ABOUT THIS TASK - Work through the data below and copy out every line where "formatted" is found.

PROVIDED INFORMATION -

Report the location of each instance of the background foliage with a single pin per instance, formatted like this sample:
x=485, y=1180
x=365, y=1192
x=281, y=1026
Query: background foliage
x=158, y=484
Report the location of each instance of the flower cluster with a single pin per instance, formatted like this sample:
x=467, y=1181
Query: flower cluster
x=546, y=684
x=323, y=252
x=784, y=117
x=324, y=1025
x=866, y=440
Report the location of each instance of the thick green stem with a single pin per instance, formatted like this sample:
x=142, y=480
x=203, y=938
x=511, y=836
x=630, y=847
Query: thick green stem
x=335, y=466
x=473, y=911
...
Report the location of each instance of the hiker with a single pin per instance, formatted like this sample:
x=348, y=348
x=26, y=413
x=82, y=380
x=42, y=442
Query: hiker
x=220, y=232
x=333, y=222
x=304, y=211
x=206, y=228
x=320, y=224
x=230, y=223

ANSWER -
Report the location of each instance of the background foliage with a single pin per instance, formatted like this sample:
Report the location of each instance of the flower cluster with a single pin per instance, formatted like this sample:
Report the location of each instance of the thick green stem with a single pin per instance, formatted like this sample:
Report the location of each instance of the hiker with a single pin per instance, formatted like this sample:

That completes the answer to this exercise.